DATASET RECORDS →

------------

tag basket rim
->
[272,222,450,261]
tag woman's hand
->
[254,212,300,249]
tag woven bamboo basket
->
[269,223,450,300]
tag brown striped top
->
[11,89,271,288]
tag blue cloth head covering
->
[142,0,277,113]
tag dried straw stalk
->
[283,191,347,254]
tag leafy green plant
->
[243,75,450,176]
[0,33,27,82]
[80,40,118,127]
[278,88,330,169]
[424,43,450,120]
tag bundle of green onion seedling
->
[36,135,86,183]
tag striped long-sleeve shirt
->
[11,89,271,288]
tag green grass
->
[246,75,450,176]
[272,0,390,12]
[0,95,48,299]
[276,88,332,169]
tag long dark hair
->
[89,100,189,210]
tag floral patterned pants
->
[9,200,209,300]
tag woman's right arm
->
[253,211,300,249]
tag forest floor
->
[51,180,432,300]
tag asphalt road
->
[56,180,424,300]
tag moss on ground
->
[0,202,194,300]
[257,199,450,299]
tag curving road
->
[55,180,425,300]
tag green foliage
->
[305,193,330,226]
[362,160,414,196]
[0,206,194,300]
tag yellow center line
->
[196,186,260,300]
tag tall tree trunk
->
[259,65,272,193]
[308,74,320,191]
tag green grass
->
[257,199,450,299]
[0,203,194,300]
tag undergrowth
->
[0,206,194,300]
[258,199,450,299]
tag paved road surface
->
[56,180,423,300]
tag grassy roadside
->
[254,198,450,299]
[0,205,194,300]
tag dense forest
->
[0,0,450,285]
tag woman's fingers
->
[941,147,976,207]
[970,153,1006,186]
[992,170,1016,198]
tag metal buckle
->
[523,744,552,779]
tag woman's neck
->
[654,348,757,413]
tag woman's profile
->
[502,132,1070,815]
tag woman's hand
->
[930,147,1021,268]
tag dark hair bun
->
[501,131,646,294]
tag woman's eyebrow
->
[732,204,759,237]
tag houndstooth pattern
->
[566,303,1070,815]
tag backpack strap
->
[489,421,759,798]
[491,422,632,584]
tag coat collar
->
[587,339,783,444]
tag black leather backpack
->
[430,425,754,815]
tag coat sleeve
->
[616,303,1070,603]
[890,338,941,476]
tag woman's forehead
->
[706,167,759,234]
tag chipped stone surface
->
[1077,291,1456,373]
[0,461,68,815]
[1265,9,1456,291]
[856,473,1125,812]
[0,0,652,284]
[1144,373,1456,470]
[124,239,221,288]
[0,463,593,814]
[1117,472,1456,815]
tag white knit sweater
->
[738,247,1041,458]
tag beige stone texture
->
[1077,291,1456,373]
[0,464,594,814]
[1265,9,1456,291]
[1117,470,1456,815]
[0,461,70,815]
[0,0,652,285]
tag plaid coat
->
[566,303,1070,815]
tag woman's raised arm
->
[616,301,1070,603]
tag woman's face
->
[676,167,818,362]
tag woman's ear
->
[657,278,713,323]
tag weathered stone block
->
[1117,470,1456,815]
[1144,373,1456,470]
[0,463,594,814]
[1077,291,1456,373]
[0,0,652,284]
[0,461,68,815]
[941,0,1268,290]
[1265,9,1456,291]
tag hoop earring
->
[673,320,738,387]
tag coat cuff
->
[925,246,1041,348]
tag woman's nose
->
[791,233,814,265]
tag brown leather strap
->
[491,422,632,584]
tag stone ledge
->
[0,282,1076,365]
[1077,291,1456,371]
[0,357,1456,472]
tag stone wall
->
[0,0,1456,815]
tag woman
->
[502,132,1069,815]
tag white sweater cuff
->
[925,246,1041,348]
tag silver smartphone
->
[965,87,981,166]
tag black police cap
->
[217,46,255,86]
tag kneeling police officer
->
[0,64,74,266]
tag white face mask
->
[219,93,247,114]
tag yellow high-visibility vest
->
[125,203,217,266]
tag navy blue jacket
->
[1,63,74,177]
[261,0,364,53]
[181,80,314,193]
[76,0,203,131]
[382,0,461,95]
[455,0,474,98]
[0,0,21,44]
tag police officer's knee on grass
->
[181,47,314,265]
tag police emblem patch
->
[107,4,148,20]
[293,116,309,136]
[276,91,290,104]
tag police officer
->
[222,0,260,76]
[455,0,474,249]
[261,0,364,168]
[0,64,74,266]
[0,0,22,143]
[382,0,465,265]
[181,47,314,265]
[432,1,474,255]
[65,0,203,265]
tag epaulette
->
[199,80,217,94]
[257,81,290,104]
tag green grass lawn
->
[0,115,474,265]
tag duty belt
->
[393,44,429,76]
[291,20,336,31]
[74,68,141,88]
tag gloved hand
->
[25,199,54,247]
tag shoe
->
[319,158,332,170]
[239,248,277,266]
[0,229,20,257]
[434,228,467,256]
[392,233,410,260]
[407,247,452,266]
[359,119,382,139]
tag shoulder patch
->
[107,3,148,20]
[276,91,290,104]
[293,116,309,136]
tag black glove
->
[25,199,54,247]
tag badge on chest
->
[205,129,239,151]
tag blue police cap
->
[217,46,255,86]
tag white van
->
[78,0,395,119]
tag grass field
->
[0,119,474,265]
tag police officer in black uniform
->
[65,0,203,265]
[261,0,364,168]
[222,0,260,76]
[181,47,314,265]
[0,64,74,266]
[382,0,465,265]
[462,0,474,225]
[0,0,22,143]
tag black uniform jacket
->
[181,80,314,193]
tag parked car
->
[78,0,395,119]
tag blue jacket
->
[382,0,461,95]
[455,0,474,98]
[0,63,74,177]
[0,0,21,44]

------------

WRITTEN TASK → Copy the part of the data that opens with the line containing "tag long dark hair" and closes with the line containing "[501,131,646,294]", both of those lines included. Leave every line unchanged, except raise each bounding-box coordinate by 51.

ANSWER TO THE PROBLEM →
tag long dark hair
->
[140,151,240,261]
tag floral patterned pants
->
[60,251,260,351]
tag woman's right arm
->
[304,262,351,300]
tag forest floor
->
[102,231,483,351]
tag asphalt road
->
[107,231,475,351]
tag moss on ground
->
[51,253,245,351]
[308,250,501,350]
tag curving road
->
[106,231,476,351]
tag green foliage
->
[356,244,381,277]
[413,211,465,247]
[51,257,245,351]
tag yellow center line
->
[247,237,311,351]
tag tall tree trunk
->
[310,116,323,244]
[359,125,371,242]
tag green grass
->
[308,250,501,350]
[51,254,245,351]
tag undergrowth
->
[51,257,245,351]
[309,250,501,350]
tag paved road surface
->
[107,231,474,351]
tag grassy roadside
->
[305,249,501,350]
[51,256,245,351]
tag dense forest
->
[51,51,501,336]
tag woman's fingers
->
[992,198,1027,258]
[1021,204,1057,237]
[1043,221,1067,249]
tag metal buckle
->
[574,795,603,830]
tag woman's neck
->
[705,399,808,464]
tag woman's profile
->
[553,183,1121,866]
tag woman's hand
->
[981,198,1072,319]
tag dark hair bun
->
[552,182,697,345]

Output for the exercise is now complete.